__REQUIREMENT__:
Count the lines in the records below that contain the string "target", treating uppercase and lowercase as different, and give only that number.

__SUPPLIED ENTRIES__:
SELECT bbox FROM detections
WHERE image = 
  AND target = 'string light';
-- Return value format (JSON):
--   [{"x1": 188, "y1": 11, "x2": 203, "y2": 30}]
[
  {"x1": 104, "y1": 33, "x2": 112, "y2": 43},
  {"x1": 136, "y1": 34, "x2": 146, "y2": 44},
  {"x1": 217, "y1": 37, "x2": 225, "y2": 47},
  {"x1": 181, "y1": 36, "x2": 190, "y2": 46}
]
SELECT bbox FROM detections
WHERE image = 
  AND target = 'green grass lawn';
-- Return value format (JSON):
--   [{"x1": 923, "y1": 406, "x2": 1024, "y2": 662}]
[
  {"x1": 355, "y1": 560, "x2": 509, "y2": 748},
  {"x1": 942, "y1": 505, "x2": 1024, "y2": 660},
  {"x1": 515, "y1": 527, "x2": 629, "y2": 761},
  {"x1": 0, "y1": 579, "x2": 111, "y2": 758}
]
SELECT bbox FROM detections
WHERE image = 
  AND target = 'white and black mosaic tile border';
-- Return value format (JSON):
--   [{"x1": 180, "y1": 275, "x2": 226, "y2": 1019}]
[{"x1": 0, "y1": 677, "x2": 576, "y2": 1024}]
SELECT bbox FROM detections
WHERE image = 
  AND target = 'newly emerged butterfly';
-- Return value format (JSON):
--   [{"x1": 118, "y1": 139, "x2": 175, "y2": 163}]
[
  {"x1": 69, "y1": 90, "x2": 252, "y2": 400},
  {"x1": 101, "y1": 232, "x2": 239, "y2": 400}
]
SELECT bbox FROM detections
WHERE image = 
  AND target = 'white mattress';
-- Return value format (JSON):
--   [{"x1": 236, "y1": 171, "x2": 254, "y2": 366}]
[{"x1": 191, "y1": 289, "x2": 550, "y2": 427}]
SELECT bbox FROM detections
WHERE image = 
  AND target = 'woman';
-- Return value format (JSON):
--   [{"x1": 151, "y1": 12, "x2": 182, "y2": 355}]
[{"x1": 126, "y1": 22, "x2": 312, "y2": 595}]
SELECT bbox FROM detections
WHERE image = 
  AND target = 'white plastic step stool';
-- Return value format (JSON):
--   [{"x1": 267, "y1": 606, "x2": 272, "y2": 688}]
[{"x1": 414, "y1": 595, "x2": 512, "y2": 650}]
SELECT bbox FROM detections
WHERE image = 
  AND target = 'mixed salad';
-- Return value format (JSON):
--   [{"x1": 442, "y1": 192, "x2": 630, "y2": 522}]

__SOLUTION__:
8